● Problem description
Count the lines that contain the string "identify" in the records beneath, and respond with the number only.

● Provided data
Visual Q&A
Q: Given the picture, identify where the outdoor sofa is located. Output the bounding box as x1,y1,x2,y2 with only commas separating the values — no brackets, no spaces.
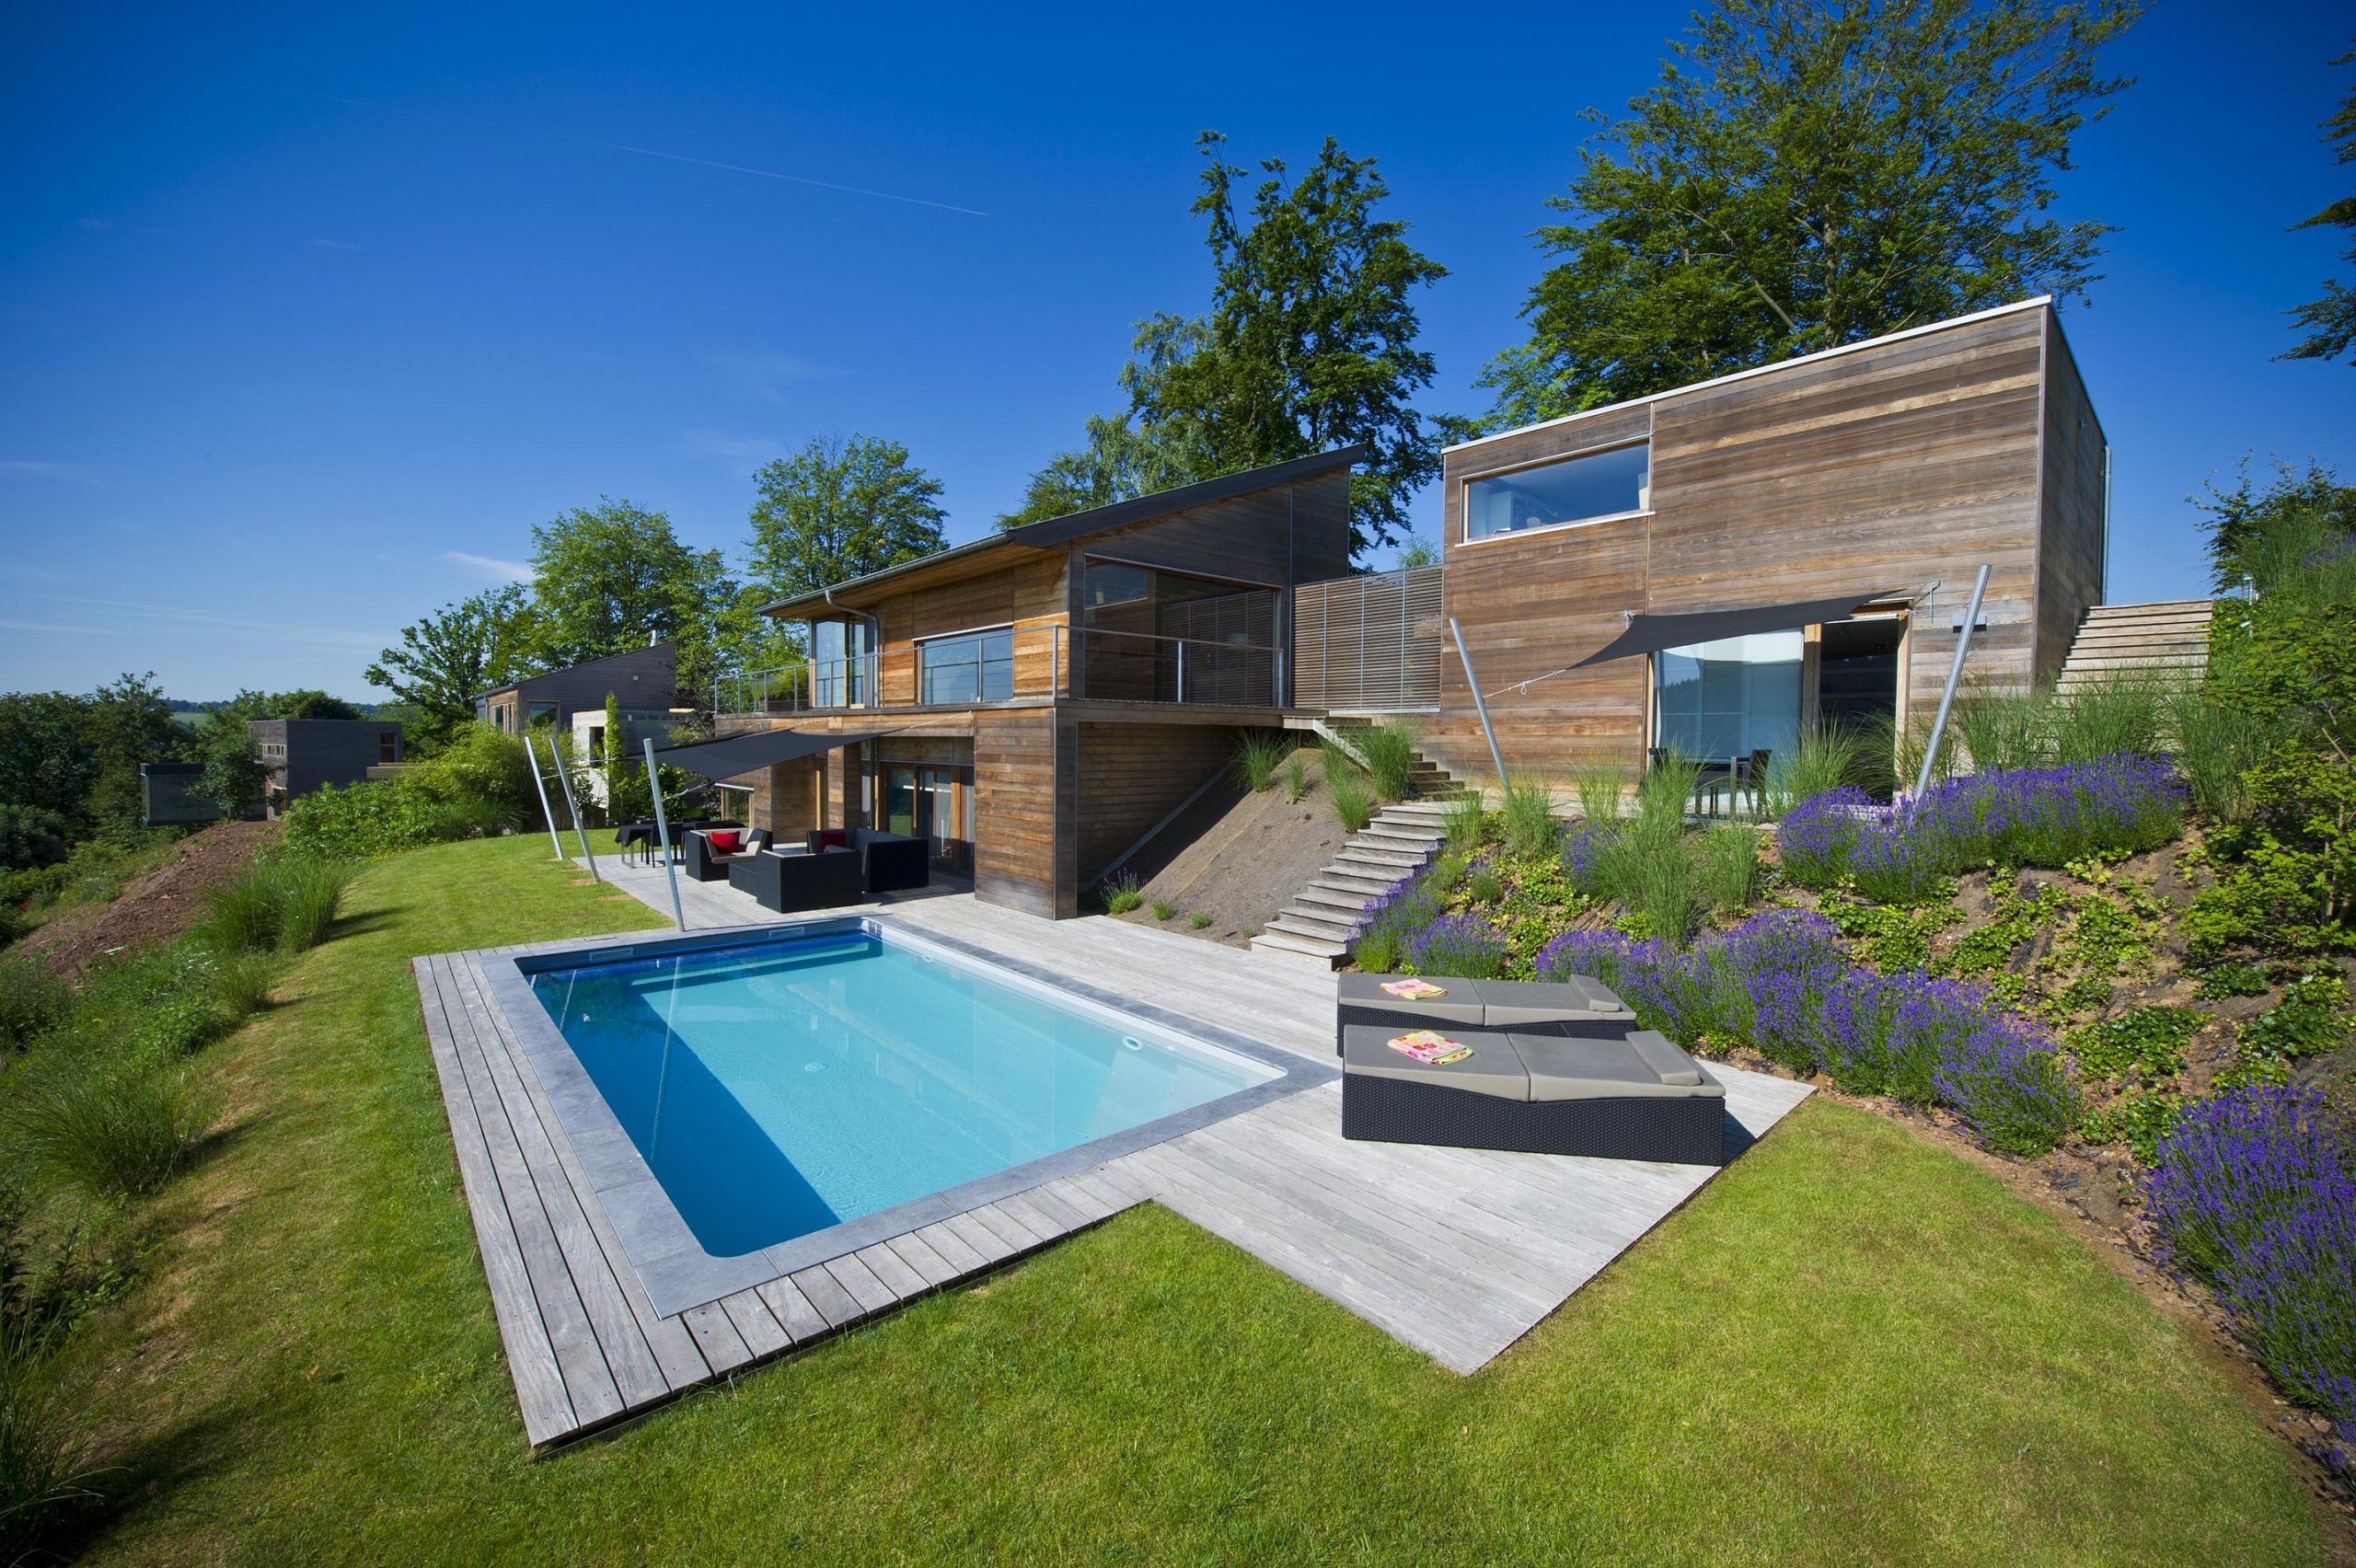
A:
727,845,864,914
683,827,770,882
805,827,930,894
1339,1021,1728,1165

* * *

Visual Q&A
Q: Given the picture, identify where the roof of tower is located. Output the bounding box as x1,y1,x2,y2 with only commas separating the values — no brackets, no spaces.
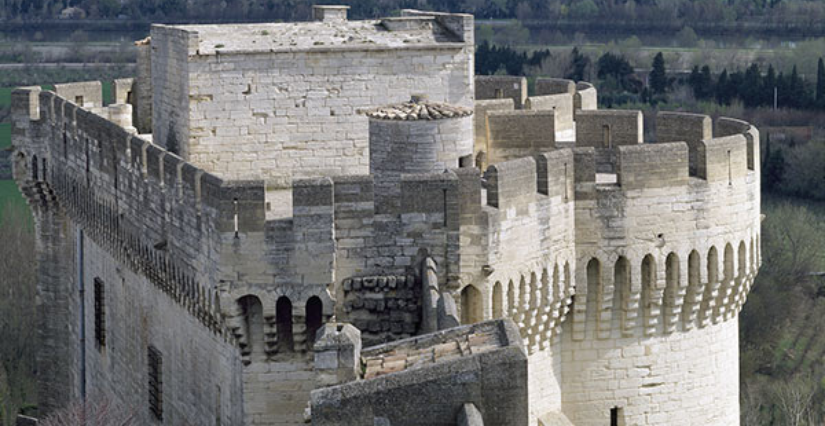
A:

● Exercise output
2